* _Task to carry out_
Could you give the data below again, exactly and completely?

[Records to use start]

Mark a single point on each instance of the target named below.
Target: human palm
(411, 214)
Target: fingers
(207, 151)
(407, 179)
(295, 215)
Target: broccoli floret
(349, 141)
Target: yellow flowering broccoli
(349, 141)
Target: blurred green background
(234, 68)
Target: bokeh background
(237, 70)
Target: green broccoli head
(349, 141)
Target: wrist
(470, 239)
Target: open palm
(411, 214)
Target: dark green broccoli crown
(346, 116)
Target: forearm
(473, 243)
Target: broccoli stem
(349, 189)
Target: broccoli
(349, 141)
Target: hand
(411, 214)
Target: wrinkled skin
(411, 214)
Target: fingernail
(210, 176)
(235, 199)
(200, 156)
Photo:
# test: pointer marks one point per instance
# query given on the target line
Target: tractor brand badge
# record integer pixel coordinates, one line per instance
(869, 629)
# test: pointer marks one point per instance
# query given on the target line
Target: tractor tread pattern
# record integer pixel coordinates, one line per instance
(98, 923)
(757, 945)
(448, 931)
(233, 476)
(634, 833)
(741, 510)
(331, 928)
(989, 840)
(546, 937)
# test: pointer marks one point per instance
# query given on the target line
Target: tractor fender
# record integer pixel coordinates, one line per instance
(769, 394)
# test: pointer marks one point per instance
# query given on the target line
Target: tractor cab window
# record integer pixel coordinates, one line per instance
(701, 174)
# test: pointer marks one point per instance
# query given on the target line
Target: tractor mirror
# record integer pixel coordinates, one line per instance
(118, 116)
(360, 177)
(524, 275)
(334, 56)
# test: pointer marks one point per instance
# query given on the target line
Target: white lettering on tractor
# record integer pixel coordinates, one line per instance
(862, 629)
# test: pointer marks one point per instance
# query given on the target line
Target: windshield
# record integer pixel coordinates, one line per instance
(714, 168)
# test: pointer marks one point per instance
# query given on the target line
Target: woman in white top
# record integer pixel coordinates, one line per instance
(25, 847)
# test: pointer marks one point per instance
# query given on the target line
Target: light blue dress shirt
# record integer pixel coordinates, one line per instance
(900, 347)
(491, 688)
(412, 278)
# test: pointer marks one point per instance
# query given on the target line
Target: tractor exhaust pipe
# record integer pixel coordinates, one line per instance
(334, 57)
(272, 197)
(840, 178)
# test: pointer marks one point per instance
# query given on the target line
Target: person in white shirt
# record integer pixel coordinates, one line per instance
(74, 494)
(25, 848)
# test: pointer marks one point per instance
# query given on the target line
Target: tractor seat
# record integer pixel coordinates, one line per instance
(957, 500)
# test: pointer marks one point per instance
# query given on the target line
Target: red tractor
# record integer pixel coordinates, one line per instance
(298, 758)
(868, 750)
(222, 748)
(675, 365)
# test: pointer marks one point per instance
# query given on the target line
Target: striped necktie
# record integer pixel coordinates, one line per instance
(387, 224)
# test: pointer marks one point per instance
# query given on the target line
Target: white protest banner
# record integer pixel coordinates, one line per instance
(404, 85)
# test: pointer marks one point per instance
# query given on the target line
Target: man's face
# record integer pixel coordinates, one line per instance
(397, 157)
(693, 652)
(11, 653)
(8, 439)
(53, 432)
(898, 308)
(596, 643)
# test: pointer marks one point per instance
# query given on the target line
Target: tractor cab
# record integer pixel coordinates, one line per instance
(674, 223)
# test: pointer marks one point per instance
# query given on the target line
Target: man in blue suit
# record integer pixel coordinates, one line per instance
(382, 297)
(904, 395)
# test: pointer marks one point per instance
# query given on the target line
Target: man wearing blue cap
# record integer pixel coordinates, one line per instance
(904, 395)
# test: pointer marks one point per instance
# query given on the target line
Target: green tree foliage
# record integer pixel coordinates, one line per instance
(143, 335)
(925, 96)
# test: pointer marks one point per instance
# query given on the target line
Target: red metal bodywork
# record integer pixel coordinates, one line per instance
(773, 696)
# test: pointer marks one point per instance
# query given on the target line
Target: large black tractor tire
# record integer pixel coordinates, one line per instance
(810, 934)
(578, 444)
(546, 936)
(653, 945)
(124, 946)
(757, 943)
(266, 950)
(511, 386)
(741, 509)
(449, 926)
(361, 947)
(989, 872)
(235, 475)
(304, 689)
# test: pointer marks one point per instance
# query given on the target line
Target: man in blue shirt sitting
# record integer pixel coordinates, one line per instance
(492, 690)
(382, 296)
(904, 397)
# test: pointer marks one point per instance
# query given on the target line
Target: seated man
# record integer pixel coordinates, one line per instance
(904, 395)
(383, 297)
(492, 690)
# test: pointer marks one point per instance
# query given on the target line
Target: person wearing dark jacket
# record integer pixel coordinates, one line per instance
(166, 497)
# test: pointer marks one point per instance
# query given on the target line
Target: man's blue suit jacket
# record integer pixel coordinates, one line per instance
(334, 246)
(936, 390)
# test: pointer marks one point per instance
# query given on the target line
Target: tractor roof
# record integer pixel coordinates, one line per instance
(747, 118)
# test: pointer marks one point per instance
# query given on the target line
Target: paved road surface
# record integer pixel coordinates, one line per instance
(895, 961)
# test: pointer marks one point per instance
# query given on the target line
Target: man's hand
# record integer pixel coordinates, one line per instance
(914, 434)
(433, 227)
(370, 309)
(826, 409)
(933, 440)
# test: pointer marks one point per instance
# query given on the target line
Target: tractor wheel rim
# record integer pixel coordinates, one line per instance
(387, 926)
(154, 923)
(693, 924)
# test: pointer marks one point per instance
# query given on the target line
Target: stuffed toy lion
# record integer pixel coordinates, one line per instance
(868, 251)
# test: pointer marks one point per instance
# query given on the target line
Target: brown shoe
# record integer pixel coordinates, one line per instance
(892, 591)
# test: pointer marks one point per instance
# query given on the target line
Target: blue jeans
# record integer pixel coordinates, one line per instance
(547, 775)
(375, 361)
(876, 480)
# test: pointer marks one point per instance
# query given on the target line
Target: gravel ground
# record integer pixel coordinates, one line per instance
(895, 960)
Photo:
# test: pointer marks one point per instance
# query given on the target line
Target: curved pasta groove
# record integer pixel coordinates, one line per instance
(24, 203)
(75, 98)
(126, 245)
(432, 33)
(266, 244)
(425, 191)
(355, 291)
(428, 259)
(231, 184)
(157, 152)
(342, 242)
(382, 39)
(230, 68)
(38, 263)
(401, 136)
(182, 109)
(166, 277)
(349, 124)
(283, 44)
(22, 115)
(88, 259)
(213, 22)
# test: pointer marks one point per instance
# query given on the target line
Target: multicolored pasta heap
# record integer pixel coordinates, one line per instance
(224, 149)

[Records to use end]

* _Reply to the task_
Mark a single point on each instance of the target named below.
Target: human palm
(411, 214)
Target: fingers
(207, 151)
(407, 179)
(295, 215)
Target: broccoli floret
(349, 141)
Target: yellow flowering broccoli
(349, 141)
Target: blurred green background
(234, 68)
Target: bokeh background
(237, 70)
Target: green broccoli head
(349, 141)
Target: wrist
(470, 239)
Target: open palm
(411, 214)
Target: dark green broccoli crown
(346, 116)
Target: forearm
(473, 243)
Target: broccoli stem
(349, 189)
Target: broccoli
(349, 141)
Target: hand
(411, 214)
Target: wrinkled skin
(411, 214)
Target: fingernail
(210, 176)
(235, 199)
(200, 156)
Photo:
# test: pointer marks one point per instance
# query given on the target line
Target: tractor brand badge
# record integer pixel coordinates, one line per instance
(869, 629)
# test: pointer marks one point per instance
# query given on the target line
Target: tractor tread pattern
# record integer pixel coordinates, one line per instance
(98, 923)
(757, 945)
(448, 931)
(233, 476)
(634, 833)
(741, 510)
(331, 928)
(989, 840)
(546, 937)
# test: pointer marks one point per instance
# query given on the target line
Target: tractor fender
# record integer pixel coordinates, one line per instance
(769, 394)
# test: pointer marks one point per instance
# query given on the target line
Target: tractor cab window
# record integer pixel coordinates, one line per instance
(701, 174)
# test: pointer marks one point per instance
# query given on the target line
Target: tractor mirror
# record integer pixel coordinates, one line per instance
(118, 116)
(360, 177)
(524, 275)
(334, 56)
# test: pointer marks one point per instance
# query given on the target line
Target: white lettering on tractor
# record integer pixel coordinates, one line per instance
(862, 629)
# test: pointer marks one point per instance
# query given on the target line
Target: windshield
# record integer pixel coordinates, one line per instance
(714, 168)
# test: pointer marks one point per instance
# query given on the target line
Target: woman in white top
# record integer pixel coordinates, one line per instance
(25, 847)
# test: pointer marks one point per instance
# query given on the target line
Target: light blue dress shirt
# record integer pixel coordinates, one line per instance
(900, 347)
(491, 688)
(412, 278)
# test: pointer marks one point per instance
# query given on the target line
Target: tractor exhaust pipe
# record integer pixel coordinates, one line per instance
(334, 57)
(272, 197)
(840, 178)
# test: pointer marks one point per instance
# query given on the target line
Target: person in white shirt
# record integer pixel coordinates, one line per instance
(74, 494)
(25, 848)
# test: pointer marks one point per instance
# query given on the target line
Target: tractor seat
# record integer pixel coordinates, one line per instance
(957, 500)
# test: pointer marks one point per instance
# query given on the target line
Target: red tractor
# record integer pixel coordinates, one line per instance
(298, 758)
(868, 750)
(222, 748)
(675, 365)
# test: pointer marks one point per instance
# query given on the target line
Target: striped necktie
# record integer pixel coordinates, one line per instance
(387, 224)
# test: pointer marks one point per instance
# query given on the target line
Target: white protest banner
# record integer pixel coordinates, one line per instance
(404, 85)
# test: pointer marks one point per instance
# query given on the target line
Target: man's face
# record integer pixel coordinates, one line per instance
(397, 157)
(693, 652)
(11, 653)
(8, 439)
(53, 432)
(898, 308)
(596, 643)
# test: pointer marks one point per instance
# query given on the target line
Target: tractor cab
# record integer pixel coordinates, one line per instance
(674, 223)
# test: pointer marks one point per instance
# query given on the target line
Target: man in blue suit
# record integer pixel coordinates, one line per instance
(382, 297)
(904, 395)
# test: pointer marks one point per instance
# query given on the target line
Target: man wearing blue cap
# record integer pixel coordinates, one line per instance
(904, 395)
# test: pointer marks one point per instance
# query given on the target line
Target: green tree foliage
# record integer pixel coordinates, one line per instance
(143, 335)
(925, 96)
# test: pointer marks one point per instance
# query given on the target line
Target: red metal bodywork
# record integer pixel coordinates, one line per instance
(773, 696)
# test: pointer marks one point per instance
# query given on the target line
Target: large black tractor tire
# record integer pixel coordinates, one line per instance
(810, 934)
(578, 444)
(546, 936)
(653, 945)
(124, 946)
(757, 943)
(266, 950)
(511, 386)
(741, 509)
(449, 926)
(361, 947)
(989, 872)
(235, 475)
(304, 689)
# test: pointer marks one point per instance
# query given on the target line
Target: man in blue shirt sitting
# record integer pixel coordinates, one line per instance
(492, 690)
(382, 296)
(904, 397)
# test: pointer marks one point per instance
# query given on the target line
Target: seated man
# record integer pixel coordinates, one line per instance
(904, 395)
(383, 297)
(492, 690)
# test: pointer marks one point per instance
# query given on the target line
Target: person wearing dark jacket
# record integer pixel coordinates, one line per instance
(166, 497)
# test: pointer marks one point per instance
# query given on the target line
Target: man's blue suit jacket
# record integer pixel coordinates, one line per instance
(334, 246)
(936, 390)
# test: pointer marks one point per instance
# query given on the target line
Target: tractor roof
# record integer pixel coordinates, one line per instance
(747, 118)
# test: pointer marks one point per instance
# query given on the target line
Target: paved road surface
# record integer pixel coordinates, one line per instance
(895, 961)
# test: pointer marks one point per instance
# query given on the target line
Target: man's hand
# record integer pixel coordinates, one line per instance
(914, 434)
(433, 227)
(370, 309)
(826, 409)
(933, 440)
# test: pointer marks one point per instance
# query given on the target line
Target: tractor wheel rim
# record integer pixel coordinates, one line per instance
(387, 926)
(154, 923)
(693, 924)
# test: pointer marks one point per instance
# query given on the target line
Target: stuffed toy lion
# record integer pixel coordinates, one line per instance
(868, 251)
# test: pointer marks one point per instance
# query given on the target line
Target: brown shoe
# record integer pixel coordinates, one line per instance
(892, 591)
# test: pointer marks one point per instance
# query given on the target line
Target: blue jeans
# record integer pixel coordinates, one line per instance
(547, 775)
(375, 361)
(876, 480)
# test: pointer marks one point per instance
# query given on the target line
Target: gravel ground
# record integer pixel coordinates, one line per instance
(895, 960)
Photo:
# test: pointer marks one point per instance
# query given on the target line
Target: curved pasta groove
# record integer pixel coordinates, one line per instance
(24, 203)
(75, 98)
(126, 245)
(432, 33)
(266, 244)
(425, 191)
(355, 291)
(428, 259)
(231, 184)
(157, 152)
(342, 242)
(382, 39)
(230, 68)
(38, 263)
(401, 136)
(182, 109)
(166, 277)
(349, 124)
(283, 44)
(22, 115)
(88, 259)
(213, 22)
# test: pointer marks one point per instance
# query given on the target line
Target: multicolored pasta heap
# record integer pixel coordinates, one line per instance
(224, 149)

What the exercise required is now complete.